## Begin

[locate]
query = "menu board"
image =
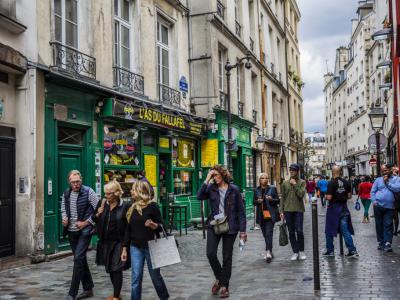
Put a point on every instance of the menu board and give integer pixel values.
(150, 167)
(209, 153)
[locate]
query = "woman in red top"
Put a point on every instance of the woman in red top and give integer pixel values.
(364, 192)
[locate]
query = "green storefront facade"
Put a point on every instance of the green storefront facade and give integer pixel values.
(106, 139)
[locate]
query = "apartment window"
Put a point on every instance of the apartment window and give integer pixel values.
(66, 22)
(163, 51)
(122, 30)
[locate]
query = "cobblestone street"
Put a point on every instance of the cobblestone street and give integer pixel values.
(375, 275)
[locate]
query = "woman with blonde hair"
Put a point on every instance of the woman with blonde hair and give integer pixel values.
(266, 201)
(144, 221)
(111, 225)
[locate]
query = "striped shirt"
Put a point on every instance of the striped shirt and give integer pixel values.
(74, 214)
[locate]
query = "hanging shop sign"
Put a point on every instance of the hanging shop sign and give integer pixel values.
(153, 116)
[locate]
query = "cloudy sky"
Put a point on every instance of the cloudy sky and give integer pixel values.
(324, 26)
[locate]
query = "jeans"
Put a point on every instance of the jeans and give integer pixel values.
(267, 228)
(221, 273)
(294, 221)
(138, 256)
(366, 203)
(79, 241)
(344, 229)
(383, 224)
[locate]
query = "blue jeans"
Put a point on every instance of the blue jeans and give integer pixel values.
(294, 221)
(138, 256)
(344, 229)
(383, 224)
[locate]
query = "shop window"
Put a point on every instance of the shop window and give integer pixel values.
(121, 146)
(249, 171)
(183, 153)
(183, 182)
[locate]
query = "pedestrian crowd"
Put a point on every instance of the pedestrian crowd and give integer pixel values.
(125, 230)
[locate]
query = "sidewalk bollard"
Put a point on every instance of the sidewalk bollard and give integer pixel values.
(341, 243)
(317, 283)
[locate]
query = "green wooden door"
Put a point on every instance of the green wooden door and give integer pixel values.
(70, 157)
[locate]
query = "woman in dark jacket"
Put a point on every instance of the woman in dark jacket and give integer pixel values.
(266, 199)
(225, 201)
(111, 224)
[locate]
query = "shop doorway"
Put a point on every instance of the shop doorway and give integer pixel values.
(70, 157)
(7, 197)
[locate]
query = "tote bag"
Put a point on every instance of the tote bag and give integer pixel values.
(163, 251)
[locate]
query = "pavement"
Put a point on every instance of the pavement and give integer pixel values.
(374, 275)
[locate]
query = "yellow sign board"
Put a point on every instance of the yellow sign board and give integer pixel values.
(164, 142)
(209, 153)
(150, 167)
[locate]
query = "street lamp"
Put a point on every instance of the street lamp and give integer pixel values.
(377, 117)
(228, 68)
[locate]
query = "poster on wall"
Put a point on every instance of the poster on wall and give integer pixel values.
(150, 167)
(209, 153)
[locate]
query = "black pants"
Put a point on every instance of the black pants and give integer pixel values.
(222, 273)
(116, 279)
(267, 228)
(79, 242)
(294, 221)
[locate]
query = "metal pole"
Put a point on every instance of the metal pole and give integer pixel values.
(317, 283)
(228, 82)
(378, 151)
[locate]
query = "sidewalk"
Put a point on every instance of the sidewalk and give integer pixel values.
(374, 275)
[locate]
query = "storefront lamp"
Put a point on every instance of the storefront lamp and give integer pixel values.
(382, 34)
(383, 65)
(377, 117)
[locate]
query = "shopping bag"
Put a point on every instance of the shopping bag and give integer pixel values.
(163, 251)
(283, 234)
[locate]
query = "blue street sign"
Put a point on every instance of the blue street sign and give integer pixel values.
(183, 86)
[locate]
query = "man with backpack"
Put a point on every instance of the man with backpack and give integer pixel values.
(383, 199)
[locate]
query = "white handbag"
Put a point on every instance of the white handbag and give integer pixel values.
(163, 251)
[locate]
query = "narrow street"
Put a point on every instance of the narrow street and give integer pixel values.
(374, 275)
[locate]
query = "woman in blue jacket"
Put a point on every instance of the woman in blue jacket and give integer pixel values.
(225, 200)
(266, 199)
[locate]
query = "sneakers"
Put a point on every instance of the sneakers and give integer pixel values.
(328, 254)
(268, 257)
(224, 292)
(352, 254)
(215, 288)
(388, 247)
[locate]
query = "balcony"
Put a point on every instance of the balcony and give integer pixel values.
(251, 45)
(169, 96)
(126, 81)
(241, 109)
(238, 29)
(73, 62)
(223, 100)
(254, 116)
(220, 10)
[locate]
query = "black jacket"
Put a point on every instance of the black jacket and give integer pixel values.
(233, 204)
(272, 206)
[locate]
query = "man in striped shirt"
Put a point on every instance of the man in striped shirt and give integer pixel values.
(78, 205)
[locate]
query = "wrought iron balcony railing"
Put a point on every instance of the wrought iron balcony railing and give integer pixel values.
(220, 10)
(127, 81)
(73, 62)
(241, 109)
(169, 96)
(238, 29)
(223, 100)
(254, 116)
(251, 44)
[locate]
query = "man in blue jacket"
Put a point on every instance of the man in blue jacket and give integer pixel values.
(383, 201)
(322, 186)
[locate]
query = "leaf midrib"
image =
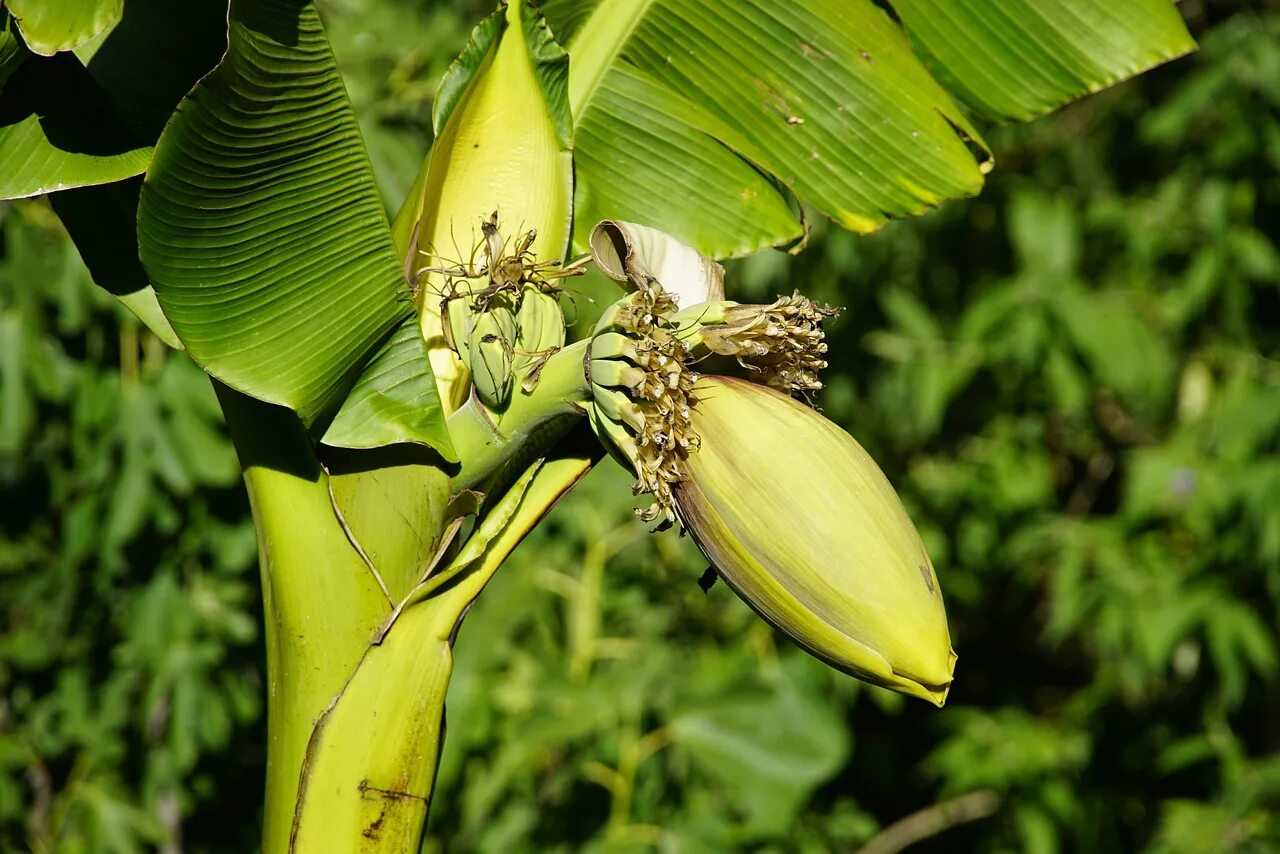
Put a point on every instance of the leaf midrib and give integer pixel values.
(609, 26)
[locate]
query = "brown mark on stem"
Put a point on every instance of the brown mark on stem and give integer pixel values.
(932, 821)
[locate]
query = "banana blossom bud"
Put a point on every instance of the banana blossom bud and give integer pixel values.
(790, 510)
(801, 523)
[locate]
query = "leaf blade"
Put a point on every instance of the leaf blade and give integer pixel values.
(295, 284)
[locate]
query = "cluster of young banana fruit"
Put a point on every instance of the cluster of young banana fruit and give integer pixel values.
(705, 401)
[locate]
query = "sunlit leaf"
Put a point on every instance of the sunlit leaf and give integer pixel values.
(50, 26)
(296, 283)
(1018, 59)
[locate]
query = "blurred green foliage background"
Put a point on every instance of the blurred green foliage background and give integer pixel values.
(1074, 382)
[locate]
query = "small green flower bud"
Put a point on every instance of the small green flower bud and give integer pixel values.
(540, 333)
(487, 347)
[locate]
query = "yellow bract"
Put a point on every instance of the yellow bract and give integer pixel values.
(803, 525)
(499, 150)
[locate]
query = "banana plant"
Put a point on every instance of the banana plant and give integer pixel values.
(406, 396)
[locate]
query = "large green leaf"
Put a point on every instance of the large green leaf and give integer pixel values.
(145, 65)
(12, 50)
(827, 99)
(50, 26)
(394, 400)
(260, 224)
(503, 144)
(59, 129)
(641, 136)
(823, 96)
(1018, 59)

## End

• **EXERCISE DESCRIPTION**: Please count the lines of the records above that contain the string "sidewalk" and give only that number.

• **REPLY**: 4